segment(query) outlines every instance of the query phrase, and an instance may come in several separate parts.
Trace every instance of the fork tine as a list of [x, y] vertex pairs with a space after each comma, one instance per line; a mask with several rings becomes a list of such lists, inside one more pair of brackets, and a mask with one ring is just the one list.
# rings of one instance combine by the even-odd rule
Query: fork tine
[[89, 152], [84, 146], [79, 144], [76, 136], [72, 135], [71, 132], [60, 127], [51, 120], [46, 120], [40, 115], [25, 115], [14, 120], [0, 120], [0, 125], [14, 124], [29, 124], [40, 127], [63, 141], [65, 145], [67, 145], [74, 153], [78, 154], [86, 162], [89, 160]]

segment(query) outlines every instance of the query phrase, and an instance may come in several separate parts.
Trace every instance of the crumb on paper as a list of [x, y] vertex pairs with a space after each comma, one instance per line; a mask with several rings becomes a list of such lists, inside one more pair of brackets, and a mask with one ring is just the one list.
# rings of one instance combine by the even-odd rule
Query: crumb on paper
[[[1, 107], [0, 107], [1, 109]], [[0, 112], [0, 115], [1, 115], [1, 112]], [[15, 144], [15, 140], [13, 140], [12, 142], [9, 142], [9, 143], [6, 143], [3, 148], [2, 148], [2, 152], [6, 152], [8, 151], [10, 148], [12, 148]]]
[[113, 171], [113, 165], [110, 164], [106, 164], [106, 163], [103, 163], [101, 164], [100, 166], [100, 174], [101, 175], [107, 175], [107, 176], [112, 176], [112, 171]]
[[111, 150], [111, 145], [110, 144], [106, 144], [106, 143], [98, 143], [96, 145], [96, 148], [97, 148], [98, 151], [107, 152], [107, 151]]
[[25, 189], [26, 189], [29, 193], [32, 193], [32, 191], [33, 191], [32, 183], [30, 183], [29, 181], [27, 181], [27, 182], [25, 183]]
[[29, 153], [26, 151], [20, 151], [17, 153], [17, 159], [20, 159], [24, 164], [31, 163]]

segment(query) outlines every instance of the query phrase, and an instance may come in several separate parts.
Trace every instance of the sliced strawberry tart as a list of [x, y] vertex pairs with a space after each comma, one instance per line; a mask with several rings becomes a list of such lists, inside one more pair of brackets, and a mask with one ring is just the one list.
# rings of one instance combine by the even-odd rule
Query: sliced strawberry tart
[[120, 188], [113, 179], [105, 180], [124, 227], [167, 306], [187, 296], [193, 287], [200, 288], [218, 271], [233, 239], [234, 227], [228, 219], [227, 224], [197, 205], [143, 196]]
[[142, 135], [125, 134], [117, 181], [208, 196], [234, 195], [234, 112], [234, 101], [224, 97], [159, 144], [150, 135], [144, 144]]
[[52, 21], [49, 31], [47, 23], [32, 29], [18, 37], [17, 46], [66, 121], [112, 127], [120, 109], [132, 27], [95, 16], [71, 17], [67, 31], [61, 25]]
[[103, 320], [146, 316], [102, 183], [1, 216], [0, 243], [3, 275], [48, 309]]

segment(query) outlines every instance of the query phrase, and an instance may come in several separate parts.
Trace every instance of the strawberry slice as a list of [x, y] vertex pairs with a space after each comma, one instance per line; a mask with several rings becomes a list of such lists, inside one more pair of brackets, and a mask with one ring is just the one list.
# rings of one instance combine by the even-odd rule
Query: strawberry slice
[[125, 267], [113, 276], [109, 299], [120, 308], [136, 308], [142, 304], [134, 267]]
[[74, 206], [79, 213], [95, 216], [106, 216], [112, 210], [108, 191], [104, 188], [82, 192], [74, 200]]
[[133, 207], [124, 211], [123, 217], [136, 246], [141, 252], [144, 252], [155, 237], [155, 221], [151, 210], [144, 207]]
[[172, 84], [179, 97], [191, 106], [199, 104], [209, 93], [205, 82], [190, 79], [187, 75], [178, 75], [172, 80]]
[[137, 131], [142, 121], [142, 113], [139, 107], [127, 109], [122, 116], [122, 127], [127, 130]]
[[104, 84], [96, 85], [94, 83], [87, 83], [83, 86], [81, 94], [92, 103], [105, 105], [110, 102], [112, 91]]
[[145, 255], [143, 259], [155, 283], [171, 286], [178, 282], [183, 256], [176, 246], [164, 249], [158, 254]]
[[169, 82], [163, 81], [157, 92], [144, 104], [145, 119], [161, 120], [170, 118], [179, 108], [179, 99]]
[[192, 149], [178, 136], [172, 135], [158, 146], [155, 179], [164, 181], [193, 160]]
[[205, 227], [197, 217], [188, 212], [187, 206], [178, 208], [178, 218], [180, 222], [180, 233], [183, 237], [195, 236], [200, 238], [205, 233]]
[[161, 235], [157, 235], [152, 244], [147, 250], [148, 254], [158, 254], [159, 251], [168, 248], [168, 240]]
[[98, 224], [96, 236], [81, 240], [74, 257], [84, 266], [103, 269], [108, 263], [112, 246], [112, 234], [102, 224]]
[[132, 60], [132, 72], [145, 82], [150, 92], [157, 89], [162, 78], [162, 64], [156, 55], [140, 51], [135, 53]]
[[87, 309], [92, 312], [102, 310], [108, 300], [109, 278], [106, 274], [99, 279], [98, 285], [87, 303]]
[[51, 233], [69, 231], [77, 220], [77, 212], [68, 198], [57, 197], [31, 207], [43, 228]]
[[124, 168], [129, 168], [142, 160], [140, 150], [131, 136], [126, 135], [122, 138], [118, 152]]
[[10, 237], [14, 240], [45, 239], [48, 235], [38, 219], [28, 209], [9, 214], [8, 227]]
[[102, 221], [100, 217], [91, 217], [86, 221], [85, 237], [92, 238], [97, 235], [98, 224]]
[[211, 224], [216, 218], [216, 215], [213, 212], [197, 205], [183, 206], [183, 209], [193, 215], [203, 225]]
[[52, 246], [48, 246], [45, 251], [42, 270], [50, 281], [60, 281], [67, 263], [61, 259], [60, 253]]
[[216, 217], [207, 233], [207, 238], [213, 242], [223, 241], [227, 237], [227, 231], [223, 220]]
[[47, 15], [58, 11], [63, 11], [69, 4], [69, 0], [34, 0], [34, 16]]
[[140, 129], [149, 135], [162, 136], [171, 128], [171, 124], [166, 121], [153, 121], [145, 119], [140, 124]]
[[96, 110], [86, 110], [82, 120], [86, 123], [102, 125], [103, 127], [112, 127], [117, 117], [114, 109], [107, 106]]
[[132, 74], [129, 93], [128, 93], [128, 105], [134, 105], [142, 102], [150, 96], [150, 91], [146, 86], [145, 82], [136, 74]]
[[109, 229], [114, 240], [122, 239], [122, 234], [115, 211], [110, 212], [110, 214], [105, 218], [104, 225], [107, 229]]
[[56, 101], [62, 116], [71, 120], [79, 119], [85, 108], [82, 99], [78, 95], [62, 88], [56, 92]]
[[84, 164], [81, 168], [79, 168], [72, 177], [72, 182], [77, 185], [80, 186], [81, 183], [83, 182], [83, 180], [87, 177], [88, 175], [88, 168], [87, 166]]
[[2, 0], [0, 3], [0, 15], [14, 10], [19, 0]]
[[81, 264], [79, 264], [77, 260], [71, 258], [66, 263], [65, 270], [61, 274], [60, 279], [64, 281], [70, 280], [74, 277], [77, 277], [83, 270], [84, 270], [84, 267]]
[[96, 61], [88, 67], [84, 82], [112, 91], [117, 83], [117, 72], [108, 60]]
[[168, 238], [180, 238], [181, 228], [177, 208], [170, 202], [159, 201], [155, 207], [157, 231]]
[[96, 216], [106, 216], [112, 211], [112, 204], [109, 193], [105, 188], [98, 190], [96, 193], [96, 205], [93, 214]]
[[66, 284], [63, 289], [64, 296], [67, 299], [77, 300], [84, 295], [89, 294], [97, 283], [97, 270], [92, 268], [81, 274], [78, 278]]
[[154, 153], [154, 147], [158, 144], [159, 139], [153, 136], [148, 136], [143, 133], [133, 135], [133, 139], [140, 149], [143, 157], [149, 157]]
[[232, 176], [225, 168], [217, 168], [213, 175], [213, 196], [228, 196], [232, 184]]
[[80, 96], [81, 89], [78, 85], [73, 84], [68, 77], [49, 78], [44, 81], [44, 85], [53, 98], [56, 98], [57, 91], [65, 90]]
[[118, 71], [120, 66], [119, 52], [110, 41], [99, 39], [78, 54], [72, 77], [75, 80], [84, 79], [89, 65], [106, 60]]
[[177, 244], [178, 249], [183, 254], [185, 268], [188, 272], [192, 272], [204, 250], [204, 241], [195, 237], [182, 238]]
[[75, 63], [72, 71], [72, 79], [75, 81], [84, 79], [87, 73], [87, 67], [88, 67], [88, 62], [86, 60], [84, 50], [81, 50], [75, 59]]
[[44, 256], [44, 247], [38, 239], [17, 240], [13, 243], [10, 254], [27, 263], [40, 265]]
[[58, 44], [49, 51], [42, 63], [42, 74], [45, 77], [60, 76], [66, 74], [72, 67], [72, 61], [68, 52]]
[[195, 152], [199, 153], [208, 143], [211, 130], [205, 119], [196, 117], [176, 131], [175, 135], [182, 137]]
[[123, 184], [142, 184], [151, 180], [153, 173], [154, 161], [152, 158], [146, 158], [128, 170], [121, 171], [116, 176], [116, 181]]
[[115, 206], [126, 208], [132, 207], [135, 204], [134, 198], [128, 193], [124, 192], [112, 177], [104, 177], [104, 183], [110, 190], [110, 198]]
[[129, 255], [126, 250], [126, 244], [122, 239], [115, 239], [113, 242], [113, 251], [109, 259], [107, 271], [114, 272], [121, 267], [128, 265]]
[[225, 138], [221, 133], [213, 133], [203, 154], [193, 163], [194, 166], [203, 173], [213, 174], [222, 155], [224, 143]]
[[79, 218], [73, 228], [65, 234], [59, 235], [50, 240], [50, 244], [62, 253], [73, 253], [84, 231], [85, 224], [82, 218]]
★ ★ ★
Reproduce the material from its first line through the line containing "162], [89, 160]]", changing "fork tine" to "fork prong" and leaving everything else the same.

segment(query) outlines every instance of the query phrase, and an instance may come in several separate parts.
Trace every instance of the fork prong as a list of [x, y] vertex pairs with a space after each comma, one instance per line; a mask with several rings becomes a list of such lists, inside one more pair of brackets, and a mask with one ring is just the one list.
# rings of one instance combine by the even-odd rule
Query: fork prong
[[89, 152], [84, 146], [79, 144], [76, 136], [72, 135], [71, 132], [60, 127], [51, 120], [46, 120], [40, 115], [25, 115], [14, 120], [0, 120], [0, 125], [14, 124], [29, 124], [40, 127], [63, 141], [65, 145], [67, 145], [74, 153], [78, 154], [86, 162], [89, 160]]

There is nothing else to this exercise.